[Collection entries]
-- START --

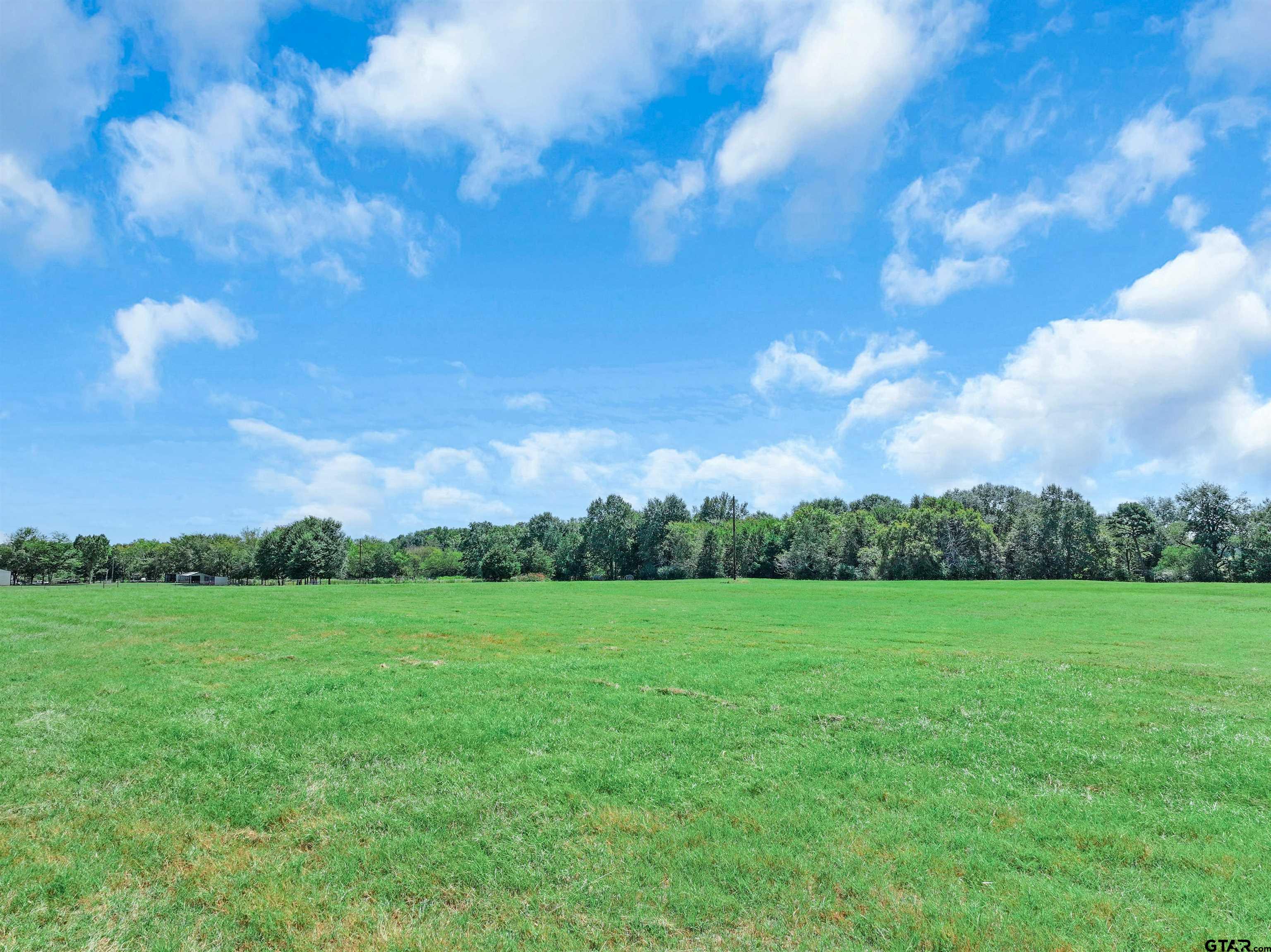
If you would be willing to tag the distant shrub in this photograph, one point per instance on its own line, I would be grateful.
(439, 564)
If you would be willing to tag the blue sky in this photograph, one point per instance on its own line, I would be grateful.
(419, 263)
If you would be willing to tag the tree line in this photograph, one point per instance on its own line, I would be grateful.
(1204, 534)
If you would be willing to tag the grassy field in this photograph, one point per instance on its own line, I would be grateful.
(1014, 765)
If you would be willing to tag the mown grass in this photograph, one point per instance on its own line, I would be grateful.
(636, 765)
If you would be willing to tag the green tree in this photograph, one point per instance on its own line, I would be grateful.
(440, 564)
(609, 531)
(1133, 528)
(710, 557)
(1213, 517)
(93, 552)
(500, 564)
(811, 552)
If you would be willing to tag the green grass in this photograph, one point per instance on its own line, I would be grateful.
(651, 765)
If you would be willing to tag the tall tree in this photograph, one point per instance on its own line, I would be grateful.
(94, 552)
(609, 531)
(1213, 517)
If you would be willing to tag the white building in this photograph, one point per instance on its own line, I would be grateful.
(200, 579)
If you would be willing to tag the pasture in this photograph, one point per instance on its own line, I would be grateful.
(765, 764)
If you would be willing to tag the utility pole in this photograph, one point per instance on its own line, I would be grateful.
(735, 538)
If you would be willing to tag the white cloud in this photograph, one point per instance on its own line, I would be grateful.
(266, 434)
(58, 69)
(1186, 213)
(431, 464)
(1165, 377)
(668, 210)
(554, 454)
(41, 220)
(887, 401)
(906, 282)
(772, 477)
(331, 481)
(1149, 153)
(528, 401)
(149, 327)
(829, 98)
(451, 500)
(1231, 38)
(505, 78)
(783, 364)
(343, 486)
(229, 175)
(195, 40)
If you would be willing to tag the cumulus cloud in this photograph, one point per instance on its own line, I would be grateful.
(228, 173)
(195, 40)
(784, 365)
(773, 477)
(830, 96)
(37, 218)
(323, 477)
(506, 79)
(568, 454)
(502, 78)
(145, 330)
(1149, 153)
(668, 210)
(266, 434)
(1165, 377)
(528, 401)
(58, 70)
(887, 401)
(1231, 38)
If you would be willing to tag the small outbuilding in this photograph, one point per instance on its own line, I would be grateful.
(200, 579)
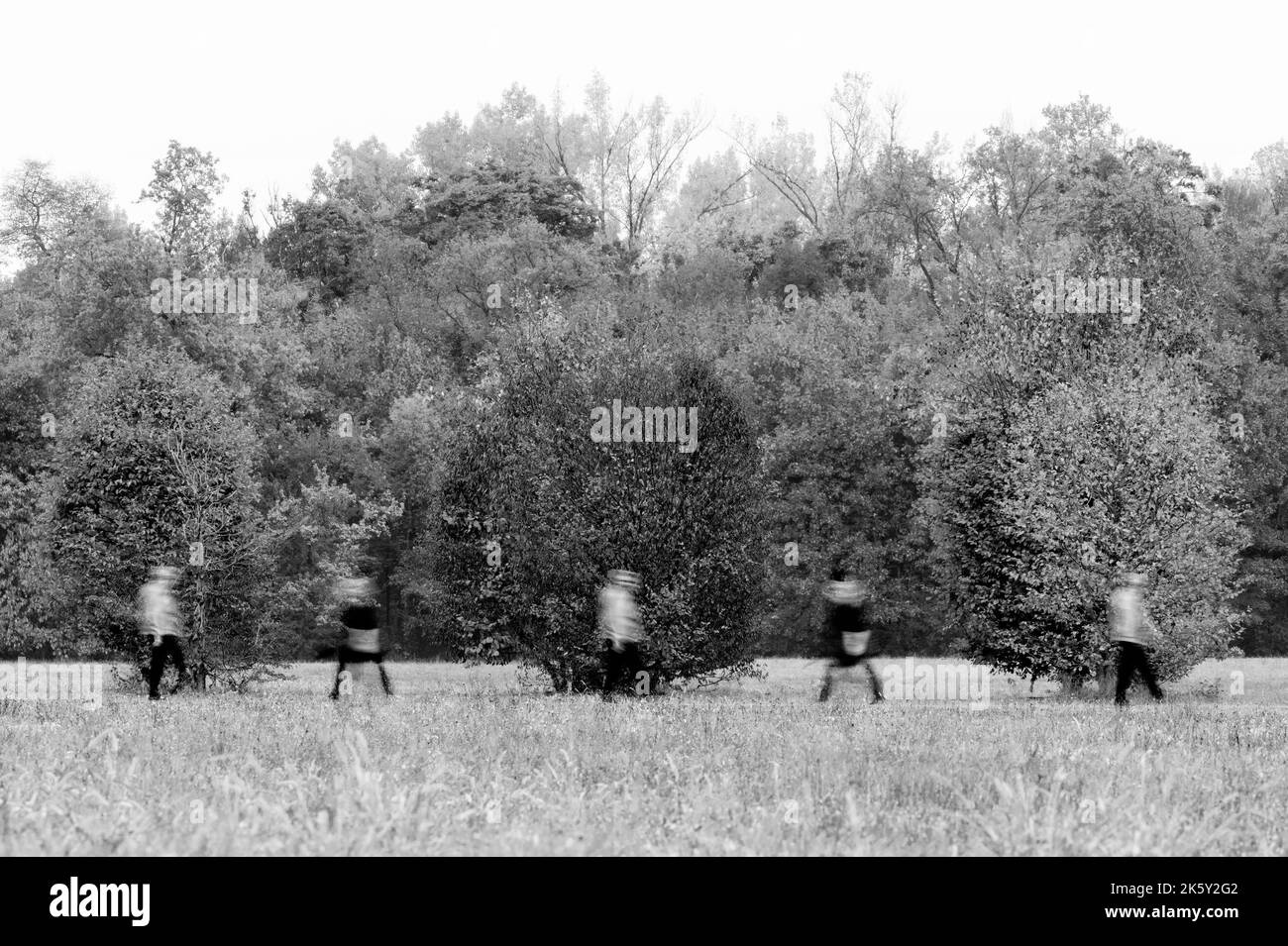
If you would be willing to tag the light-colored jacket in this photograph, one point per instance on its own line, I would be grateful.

-- END --

-- The request --
Recast the rows above as a numbered list, skipping any blank lines. Leave the pictures out of your answer.

-- Output of the task --
1. If you would be willing to tag the distant shrub in this photograph, one point per instance on its own line, I would be grateful.
2. (439, 564)
3. If you would be willing to tag the blue sky in this photograph, one point per instance on its own line, I would be grateful.
4. (419, 263)
5. If you would be willing to tag the tree line in this photograph, one point per instance on its own line, I would be grateful.
6. (1204, 534)
7. If you would be willing to tag the grassy field in this photograph, one point per instance on its own line, I would be grateful.
8. (1014, 765)
9. If you would be willing to tag the mown grass in this photograph, one point per instance on its own line, I would be grateful.
10. (636, 765)
11. If you would be willing to tag the green tree in this photograph, one point per instance on its own line, I would be grateful.
12. (440, 564)
13. (609, 531)
14. (1133, 528)
15. (710, 557)
16. (1213, 517)
17. (93, 552)
18. (500, 564)
19. (811, 552)
20. If you would be willing to tag the green grass in this photograph, one point per instance on its own line, I would be grateful.
21. (651, 765)
22. If you would be willing to tag the tall tree in this photograph, one point per instance on its own line, I would be grateful.
23. (94, 552)
24. (609, 531)
25. (1213, 517)
26. If you would be willing to tag the white building in this photograph, one point per instance on its own line, I would be grateful.
27. (200, 579)
28. If you would be willing to tag the pasture in this photograph, one point per instance on its own line, I would be grateful.
29. (765, 764)
30. If you would be willing to tag the utility pole in this photograph, one point per instance on its own line, I would be grateful.
31. (735, 538)
32. If you would be willing to tag the white cloud in this photograph, one point per instance on its own line, I would be grateful.
33. (266, 434)
34. (58, 69)
35. (1186, 213)
36. (431, 464)
37. (1165, 377)
38. (668, 210)
39. (554, 454)
40. (41, 220)
41. (887, 401)
42. (906, 282)
43. (772, 477)
44. (331, 481)
45. (1149, 153)
46. (528, 401)
47. (149, 327)
48. (829, 98)
49. (451, 500)
50. (1231, 38)
51. (505, 78)
52. (783, 364)
53. (343, 486)
54. (229, 175)
55. (195, 40)
56. If you would be willing to tag the cumulus cloud in this photograph, one point per instance on its own line, I would be grateful.
57. (228, 173)
58. (195, 40)
59. (784, 365)
60. (773, 477)
61. (830, 96)
62. (37, 218)
63. (323, 477)
64. (506, 79)
65. (568, 454)
66. (502, 78)
67. (145, 330)
68. (1149, 153)
69. (668, 210)
70. (266, 434)
71. (1165, 377)
72. (528, 401)
73. (58, 70)
74. (887, 401)
75. (1231, 38)
76. If you would be willing to tag the small outbuilding in this photograph, one point per instance on its own line, I would be grateful.
77. (200, 579)
78. If you would be willing to tag the light-colored jacket in this photograph, one point per instance on its own line, I would be grateful.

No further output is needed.